Exercise task | Tally the lines of the records below that contain the string "crown", treating case as significant, and give only that number.

Material for the task |

--

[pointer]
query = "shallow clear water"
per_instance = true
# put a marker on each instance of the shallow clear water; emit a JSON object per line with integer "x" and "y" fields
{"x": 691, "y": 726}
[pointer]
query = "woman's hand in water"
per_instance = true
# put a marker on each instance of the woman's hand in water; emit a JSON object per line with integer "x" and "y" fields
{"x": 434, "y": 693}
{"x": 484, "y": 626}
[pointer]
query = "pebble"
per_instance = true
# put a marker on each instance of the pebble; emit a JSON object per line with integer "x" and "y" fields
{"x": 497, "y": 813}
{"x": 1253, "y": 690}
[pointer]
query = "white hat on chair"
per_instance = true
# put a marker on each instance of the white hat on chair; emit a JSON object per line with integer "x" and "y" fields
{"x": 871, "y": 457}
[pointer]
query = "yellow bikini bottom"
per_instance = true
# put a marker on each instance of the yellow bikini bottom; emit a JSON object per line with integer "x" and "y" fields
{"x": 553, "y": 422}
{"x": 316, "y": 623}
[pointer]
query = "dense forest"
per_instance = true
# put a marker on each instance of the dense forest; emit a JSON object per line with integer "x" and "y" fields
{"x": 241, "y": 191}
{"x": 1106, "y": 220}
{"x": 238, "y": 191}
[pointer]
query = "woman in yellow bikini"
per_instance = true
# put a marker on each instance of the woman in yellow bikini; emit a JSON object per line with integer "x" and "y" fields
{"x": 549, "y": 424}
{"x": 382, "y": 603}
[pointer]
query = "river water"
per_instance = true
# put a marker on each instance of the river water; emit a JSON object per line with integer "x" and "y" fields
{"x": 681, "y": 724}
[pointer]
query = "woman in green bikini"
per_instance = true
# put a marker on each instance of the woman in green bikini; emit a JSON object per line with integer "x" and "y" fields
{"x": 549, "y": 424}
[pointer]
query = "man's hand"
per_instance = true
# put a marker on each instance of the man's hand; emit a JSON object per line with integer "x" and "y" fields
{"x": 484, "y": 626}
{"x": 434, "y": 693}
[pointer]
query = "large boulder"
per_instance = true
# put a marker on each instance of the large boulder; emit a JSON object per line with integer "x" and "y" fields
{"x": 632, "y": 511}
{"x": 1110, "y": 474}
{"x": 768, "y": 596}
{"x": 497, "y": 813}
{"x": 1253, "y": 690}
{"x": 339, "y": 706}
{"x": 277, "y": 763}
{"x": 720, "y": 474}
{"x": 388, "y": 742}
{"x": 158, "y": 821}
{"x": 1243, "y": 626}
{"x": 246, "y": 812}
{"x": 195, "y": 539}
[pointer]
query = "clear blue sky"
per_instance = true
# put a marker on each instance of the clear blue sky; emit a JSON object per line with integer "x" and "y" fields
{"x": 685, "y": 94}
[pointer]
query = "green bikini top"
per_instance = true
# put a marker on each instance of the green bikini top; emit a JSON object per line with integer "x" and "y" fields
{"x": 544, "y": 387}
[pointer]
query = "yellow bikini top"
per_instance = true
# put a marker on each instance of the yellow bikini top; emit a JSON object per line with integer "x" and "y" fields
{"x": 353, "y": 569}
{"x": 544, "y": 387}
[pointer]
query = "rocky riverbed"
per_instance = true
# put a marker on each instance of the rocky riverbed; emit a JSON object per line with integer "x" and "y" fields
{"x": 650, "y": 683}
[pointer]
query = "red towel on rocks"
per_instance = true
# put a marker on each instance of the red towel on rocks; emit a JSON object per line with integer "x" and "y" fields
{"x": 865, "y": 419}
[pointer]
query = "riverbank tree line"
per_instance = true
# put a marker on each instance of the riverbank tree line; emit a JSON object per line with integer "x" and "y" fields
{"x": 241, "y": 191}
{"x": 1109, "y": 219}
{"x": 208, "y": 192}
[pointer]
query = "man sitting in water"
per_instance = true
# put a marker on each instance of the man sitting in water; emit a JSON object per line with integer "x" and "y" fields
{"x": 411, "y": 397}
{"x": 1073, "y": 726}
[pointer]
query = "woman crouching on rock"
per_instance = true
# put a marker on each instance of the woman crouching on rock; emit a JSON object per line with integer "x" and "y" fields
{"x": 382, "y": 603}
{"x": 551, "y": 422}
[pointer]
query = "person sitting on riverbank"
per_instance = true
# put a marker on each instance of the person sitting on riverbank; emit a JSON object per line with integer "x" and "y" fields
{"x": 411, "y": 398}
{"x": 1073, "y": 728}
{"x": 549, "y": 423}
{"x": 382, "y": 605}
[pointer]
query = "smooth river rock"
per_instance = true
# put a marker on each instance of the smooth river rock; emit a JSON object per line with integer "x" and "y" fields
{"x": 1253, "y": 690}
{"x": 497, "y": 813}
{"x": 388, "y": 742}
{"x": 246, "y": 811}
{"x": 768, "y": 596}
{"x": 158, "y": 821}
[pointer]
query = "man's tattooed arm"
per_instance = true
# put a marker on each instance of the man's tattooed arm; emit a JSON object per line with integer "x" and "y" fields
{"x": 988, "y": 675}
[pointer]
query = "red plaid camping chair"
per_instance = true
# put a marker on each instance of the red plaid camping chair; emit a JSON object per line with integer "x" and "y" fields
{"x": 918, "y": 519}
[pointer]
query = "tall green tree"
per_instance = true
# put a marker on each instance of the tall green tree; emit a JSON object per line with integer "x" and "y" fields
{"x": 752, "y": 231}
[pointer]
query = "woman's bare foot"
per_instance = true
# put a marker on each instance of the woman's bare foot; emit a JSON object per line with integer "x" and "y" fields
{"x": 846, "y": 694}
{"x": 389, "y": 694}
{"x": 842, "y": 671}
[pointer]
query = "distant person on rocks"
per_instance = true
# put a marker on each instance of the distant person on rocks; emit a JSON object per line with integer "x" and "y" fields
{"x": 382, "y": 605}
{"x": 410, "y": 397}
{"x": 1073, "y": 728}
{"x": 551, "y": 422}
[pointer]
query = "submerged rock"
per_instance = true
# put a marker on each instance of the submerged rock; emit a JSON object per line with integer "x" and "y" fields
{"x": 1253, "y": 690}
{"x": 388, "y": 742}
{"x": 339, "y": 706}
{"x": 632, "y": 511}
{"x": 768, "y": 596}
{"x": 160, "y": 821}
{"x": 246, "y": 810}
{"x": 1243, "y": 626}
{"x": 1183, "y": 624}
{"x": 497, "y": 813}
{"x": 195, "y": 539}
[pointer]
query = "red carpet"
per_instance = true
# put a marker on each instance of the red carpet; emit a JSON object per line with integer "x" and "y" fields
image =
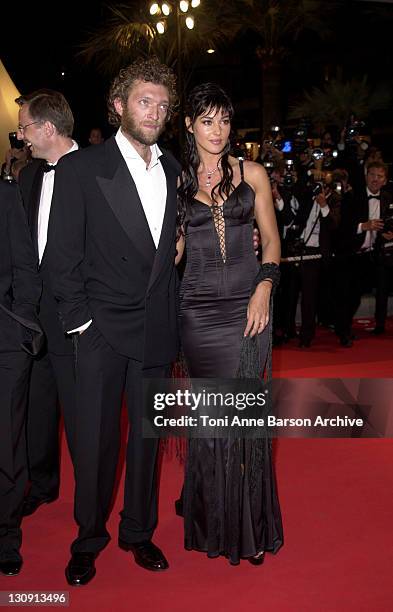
{"x": 337, "y": 505}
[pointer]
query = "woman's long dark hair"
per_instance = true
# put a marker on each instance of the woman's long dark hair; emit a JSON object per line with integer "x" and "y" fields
{"x": 203, "y": 99}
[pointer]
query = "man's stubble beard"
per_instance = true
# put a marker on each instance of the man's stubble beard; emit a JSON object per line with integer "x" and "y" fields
{"x": 129, "y": 127}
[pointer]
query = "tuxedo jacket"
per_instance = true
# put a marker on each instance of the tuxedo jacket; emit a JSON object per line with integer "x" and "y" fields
{"x": 327, "y": 223}
{"x": 20, "y": 285}
{"x": 103, "y": 261}
{"x": 30, "y": 185}
{"x": 354, "y": 210}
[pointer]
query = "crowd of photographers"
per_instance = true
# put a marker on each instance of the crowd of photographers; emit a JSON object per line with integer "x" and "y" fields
{"x": 334, "y": 210}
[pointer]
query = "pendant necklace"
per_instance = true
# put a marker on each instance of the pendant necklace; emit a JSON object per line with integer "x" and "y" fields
{"x": 209, "y": 174}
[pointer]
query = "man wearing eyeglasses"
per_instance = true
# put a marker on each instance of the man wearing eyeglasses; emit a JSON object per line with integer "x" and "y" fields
{"x": 20, "y": 337}
{"x": 46, "y": 125}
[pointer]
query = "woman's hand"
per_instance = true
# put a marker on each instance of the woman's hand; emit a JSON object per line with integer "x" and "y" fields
{"x": 258, "y": 309}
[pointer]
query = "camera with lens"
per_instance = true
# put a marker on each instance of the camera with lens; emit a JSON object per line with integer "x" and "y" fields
{"x": 317, "y": 188}
{"x": 269, "y": 167}
{"x": 338, "y": 187}
{"x": 14, "y": 142}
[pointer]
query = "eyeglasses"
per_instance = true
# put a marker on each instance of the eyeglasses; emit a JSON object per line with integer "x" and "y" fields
{"x": 21, "y": 128}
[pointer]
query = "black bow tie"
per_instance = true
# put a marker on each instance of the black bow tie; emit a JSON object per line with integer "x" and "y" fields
{"x": 48, "y": 167}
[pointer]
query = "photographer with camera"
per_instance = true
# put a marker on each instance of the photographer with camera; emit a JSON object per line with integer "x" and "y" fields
{"x": 307, "y": 243}
{"x": 364, "y": 253}
{"x": 16, "y": 158}
{"x": 282, "y": 180}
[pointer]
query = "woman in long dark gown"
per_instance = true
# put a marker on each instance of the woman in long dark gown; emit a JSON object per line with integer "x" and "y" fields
{"x": 230, "y": 504}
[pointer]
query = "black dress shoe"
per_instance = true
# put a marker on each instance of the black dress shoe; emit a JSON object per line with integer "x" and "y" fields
{"x": 257, "y": 560}
{"x": 179, "y": 507}
{"x": 30, "y": 504}
{"x": 80, "y": 569}
{"x": 11, "y": 568}
{"x": 378, "y": 330}
{"x": 147, "y": 555}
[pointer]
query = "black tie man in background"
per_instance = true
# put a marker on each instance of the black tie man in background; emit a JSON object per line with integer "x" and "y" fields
{"x": 363, "y": 256}
{"x": 46, "y": 124}
{"x": 20, "y": 336}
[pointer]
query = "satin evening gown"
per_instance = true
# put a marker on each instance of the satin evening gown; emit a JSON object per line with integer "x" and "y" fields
{"x": 230, "y": 503}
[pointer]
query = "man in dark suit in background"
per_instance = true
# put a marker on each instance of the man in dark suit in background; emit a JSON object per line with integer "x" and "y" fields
{"x": 111, "y": 251}
{"x": 46, "y": 124}
{"x": 363, "y": 241}
{"x": 20, "y": 336}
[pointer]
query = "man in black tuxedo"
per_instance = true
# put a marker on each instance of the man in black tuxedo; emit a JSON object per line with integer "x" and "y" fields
{"x": 313, "y": 223}
{"x": 46, "y": 124}
{"x": 20, "y": 337}
{"x": 364, "y": 255}
{"x": 111, "y": 253}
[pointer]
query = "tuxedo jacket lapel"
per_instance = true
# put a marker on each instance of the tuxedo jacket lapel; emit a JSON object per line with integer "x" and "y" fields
{"x": 122, "y": 196}
{"x": 34, "y": 205}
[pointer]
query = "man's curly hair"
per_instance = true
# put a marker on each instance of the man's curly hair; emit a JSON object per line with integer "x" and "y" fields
{"x": 149, "y": 71}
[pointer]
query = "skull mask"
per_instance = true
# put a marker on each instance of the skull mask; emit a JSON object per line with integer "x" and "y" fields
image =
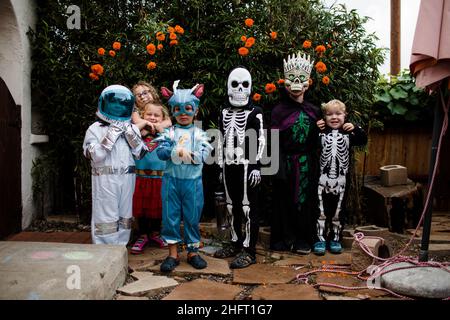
{"x": 239, "y": 87}
{"x": 297, "y": 70}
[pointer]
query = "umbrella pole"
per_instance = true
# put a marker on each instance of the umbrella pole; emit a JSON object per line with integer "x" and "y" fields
{"x": 437, "y": 127}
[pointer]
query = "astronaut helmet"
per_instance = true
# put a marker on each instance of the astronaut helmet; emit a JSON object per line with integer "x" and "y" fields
{"x": 239, "y": 87}
{"x": 115, "y": 103}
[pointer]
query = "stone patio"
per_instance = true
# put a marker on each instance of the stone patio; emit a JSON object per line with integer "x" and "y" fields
{"x": 273, "y": 277}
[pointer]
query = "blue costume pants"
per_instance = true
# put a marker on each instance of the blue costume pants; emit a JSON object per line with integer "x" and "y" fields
{"x": 182, "y": 198}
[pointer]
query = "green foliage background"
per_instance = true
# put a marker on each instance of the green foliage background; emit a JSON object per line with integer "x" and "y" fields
{"x": 66, "y": 97}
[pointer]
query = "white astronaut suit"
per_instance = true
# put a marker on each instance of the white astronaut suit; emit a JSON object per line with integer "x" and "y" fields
{"x": 112, "y": 148}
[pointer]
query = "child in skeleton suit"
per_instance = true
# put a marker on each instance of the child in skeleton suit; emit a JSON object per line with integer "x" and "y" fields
{"x": 336, "y": 139}
{"x": 110, "y": 144}
{"x": 241, "y": 168}
{"x": 184, "y": 147}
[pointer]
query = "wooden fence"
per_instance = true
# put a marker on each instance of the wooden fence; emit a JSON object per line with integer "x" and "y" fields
{"x": 409, "y": 147}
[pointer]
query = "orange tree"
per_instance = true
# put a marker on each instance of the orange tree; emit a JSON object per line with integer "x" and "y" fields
{"x": 196, "y": 41}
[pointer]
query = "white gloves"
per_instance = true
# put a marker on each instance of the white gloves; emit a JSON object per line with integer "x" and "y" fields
{"x": 132, "y": 137}
{"x": 255, "y": 178}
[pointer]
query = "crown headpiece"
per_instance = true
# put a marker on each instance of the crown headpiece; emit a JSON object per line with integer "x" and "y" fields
{"x": 299, "y": 61}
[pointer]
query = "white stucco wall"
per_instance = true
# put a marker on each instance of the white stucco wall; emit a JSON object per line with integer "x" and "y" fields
{"x": 16, "y": 16}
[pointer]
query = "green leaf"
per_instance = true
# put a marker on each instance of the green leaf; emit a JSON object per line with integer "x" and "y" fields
{"x": 398, "y": 109}
{"x": 385, "y": 97}
{"x": 398, "y": 93}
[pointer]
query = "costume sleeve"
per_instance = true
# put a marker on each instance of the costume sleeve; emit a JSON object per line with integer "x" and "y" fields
{"x": 257, "y": 124}
{"x": 357, "y": 137}
{"x": 134, "y": 139}
{"x": 166, "y": 145}
{"x": 92, "y": 147}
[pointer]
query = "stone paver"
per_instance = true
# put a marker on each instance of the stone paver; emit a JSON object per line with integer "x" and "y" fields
{"x": 418, "y": 281}
{"x": 342, "y": 259}
{"x": 264, "y": 274}
{"x": 215, "y": 266}
{"x": 346, "y": 281}
{"x": 202, "y": 289}
{"x": 139, "y": 275}
{"x": 285, "y": 292}
{"x": 147, "y": 285}
{"x": 59, "y": 271}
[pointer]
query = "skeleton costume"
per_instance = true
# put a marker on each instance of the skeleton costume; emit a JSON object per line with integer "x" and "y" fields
{"x": 241, "y": 125}
{"x": 110, "y": 145}
{"x": 294, "y": 185}
{"x": 334, "y": 163}
{"x": 182, "y": 188}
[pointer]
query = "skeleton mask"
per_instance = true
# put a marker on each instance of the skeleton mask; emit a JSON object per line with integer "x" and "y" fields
{"x": 239, "y": 87}
{"x": 297, "y": 70}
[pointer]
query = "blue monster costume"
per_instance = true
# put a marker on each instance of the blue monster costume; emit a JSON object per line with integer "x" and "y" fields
{"x": 182, "y": 189}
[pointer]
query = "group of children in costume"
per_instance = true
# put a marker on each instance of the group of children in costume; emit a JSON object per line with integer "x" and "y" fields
{"x": 145, "y": 167}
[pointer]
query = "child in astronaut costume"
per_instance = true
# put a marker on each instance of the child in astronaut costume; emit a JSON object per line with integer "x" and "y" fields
{"x": 240, "y": 162}
{"x": 184, "y": 147}
{"x": 336, "y": 138}
{"x": 110, "y": 144}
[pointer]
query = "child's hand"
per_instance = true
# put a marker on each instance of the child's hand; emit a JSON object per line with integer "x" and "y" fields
{"x": 321, "y": 124}
{"x": 144, "y": 132}
{"x": 348, "y": 126}
{"x": 184, "y": 155}
{"x": 158, "y": 127}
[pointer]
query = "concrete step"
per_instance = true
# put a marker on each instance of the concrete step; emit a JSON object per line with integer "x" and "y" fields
{"x": 60, "y": 271}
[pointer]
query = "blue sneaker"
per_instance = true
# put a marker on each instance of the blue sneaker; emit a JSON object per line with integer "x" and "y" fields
{"x": 335, "y": 247}
{"x": 319, "y": 248}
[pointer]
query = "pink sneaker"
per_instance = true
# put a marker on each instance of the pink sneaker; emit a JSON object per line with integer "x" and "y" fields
{"x": 139, "y": 245}
{"x": 159, "y": 241}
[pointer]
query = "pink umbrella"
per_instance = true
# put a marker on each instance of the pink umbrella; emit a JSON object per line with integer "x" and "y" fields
{"x": 430, "y": 65}
{"x": 430, "y": 55}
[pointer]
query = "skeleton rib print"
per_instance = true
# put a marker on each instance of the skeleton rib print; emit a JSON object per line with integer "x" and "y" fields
{"x": 334, "y": 160}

--

Result of the task | 2